_Supplied passage_.
IMEMC Audio Dept. | 17.05.2010 16:06 | Other Press | Palestine | World

Welcome to Palestine Today, a service of the International Middle East Media Center www.imemc.org for Monday May 17th, 2010.

Palestinians mark Nakba as Israeli troops continue to attack residents in Jerusalem. These stories and more, coming up, stay tuned.

Palestinians marked on Monday the 62 anniversary of the Nakba in the central West Bank city of Ramallah. Hundreds joined the annual protest march in the city flags and banners demanding the right of return to the Palestinian refugees.
Palestinians mark Nakba day while the Israelis celebrate the creation of the state of Israel. 800,000 Palestinians became refugees in different parts of the world.

Also on Monday Israeli police officers attacked Palestinian peddlers in Jerusalem’s old city. Eyewitnesses said, police officers confiscated the kiosks and assaulted the owners. This market is one of the oldest markets in Jerusalem to sell food and vegetables among other small items.

Local sources said the police were acting based on orders from the Israeli municipality of Jerusalem. Kiosk owners were arrested and taken into the police station in Jerusalem old city where they were fined to varied amounts. Most owners could not pay the fines which might cause them to go to jail, the sources added.

_Work required_.
Rewrite the Palestine Today news report starting with "Also on Monday" and going on through "the sources added.", putting "street vendors" wherever "peddlers" appears.

_Rows_.
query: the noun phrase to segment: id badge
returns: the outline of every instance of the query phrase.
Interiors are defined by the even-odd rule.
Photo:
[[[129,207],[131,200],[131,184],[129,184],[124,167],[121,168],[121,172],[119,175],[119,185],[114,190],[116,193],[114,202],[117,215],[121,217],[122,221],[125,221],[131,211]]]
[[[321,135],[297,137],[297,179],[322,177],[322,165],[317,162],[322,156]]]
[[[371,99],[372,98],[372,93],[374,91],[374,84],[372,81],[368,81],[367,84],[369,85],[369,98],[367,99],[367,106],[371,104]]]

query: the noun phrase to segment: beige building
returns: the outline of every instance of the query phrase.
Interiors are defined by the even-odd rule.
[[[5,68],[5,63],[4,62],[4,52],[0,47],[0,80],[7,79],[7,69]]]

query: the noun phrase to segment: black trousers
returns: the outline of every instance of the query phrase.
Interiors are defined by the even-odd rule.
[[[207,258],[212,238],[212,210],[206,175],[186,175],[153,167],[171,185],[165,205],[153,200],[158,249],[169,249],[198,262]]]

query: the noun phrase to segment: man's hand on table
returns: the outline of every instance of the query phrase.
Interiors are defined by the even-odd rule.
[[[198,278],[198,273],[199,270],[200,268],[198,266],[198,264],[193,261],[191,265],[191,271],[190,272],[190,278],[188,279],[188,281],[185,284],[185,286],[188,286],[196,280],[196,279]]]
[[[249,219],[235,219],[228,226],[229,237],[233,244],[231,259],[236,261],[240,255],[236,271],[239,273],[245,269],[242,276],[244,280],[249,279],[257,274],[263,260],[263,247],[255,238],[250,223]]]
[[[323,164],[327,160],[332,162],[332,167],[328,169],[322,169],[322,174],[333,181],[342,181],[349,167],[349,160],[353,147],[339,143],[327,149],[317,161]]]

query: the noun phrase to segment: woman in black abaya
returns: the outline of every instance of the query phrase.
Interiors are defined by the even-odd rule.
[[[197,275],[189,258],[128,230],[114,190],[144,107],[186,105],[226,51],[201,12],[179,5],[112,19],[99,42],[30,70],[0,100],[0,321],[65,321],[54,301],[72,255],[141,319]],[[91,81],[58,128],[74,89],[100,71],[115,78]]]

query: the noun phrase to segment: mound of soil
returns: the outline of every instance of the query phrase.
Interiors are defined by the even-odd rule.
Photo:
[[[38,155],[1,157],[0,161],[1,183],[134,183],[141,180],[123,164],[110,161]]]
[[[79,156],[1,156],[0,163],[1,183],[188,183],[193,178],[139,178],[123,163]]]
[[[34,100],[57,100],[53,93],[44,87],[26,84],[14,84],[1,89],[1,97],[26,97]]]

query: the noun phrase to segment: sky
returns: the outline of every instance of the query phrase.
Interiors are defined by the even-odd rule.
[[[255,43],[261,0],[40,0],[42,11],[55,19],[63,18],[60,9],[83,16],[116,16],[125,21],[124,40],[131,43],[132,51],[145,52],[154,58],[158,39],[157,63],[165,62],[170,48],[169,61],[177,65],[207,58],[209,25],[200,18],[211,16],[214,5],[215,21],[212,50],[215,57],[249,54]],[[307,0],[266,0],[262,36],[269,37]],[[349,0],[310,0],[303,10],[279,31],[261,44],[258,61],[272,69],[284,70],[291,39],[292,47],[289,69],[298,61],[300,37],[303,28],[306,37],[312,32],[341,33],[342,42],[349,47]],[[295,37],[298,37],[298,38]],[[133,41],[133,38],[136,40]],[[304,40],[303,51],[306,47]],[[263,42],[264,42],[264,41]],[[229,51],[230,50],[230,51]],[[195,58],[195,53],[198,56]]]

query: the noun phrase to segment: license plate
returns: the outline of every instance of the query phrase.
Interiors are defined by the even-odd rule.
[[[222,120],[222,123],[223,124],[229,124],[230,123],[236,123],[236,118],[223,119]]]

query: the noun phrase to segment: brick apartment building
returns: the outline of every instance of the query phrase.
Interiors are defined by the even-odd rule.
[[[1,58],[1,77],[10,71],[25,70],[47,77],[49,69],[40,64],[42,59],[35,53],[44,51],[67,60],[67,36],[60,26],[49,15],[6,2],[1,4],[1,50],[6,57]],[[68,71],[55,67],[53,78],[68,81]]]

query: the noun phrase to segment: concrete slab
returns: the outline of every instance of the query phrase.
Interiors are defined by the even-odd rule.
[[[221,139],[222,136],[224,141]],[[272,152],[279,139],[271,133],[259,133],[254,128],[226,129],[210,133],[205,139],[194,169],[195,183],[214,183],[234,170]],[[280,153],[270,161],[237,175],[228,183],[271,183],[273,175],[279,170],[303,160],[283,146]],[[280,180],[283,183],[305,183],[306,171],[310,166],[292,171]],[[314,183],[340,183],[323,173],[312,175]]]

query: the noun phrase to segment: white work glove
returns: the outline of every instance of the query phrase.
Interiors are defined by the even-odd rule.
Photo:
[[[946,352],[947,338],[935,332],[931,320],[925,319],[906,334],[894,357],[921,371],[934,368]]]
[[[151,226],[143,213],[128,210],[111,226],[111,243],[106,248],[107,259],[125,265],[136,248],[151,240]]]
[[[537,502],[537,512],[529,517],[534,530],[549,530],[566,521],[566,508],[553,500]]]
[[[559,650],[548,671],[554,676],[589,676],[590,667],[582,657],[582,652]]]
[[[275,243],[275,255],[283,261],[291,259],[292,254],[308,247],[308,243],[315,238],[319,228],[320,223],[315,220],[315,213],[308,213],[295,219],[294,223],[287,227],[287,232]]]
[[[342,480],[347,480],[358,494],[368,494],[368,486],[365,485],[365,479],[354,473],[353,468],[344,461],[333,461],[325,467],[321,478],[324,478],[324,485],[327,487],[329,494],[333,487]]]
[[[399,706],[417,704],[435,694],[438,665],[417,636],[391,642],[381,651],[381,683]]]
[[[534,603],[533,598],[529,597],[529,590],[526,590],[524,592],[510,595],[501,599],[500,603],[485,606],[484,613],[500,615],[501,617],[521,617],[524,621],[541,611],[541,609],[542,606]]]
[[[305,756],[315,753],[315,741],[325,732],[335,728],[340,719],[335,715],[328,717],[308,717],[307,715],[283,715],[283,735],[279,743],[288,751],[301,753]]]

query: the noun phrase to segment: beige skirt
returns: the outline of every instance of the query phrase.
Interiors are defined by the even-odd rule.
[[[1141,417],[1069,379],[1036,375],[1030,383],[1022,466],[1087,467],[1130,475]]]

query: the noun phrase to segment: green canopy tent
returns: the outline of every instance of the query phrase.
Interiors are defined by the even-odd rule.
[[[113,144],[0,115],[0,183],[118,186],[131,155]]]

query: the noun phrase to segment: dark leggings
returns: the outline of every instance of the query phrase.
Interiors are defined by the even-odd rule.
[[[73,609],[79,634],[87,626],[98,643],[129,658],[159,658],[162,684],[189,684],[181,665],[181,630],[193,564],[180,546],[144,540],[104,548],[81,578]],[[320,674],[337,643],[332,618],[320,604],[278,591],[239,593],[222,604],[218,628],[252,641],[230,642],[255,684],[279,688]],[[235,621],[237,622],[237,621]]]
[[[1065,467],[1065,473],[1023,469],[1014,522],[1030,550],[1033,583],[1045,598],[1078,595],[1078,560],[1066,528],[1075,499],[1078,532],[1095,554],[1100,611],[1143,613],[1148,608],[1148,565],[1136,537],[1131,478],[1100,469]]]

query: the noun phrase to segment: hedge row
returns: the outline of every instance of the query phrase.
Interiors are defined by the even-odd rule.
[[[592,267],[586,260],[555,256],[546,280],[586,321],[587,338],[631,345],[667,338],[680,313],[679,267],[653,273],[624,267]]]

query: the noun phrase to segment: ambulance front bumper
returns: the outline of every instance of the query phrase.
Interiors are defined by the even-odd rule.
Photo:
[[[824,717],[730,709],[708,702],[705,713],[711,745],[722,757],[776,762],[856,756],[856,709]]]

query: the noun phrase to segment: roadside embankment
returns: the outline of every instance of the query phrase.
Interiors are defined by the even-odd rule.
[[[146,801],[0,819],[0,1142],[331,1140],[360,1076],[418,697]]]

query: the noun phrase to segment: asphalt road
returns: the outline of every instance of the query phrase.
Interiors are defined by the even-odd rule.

_Final result_.
Also on Monday Israeli police officers attacked Palestinian street vendors in Jerusalem’s old city. Eyewitnesses said, police officers confiscated the kiosks and assaulted the owners. This market is one of the oldest markets in Jerusalem to sell food and vegetables among other small items.

Local sources said the police were acting based on orders from the Israeli municipality of Jerusalem. Kiosk owners were arrested and taken into the police station in Jerusalem old city where they were fined to varied amounts. Most owners could not pay the fines which might cause them to go to jail, the sources added.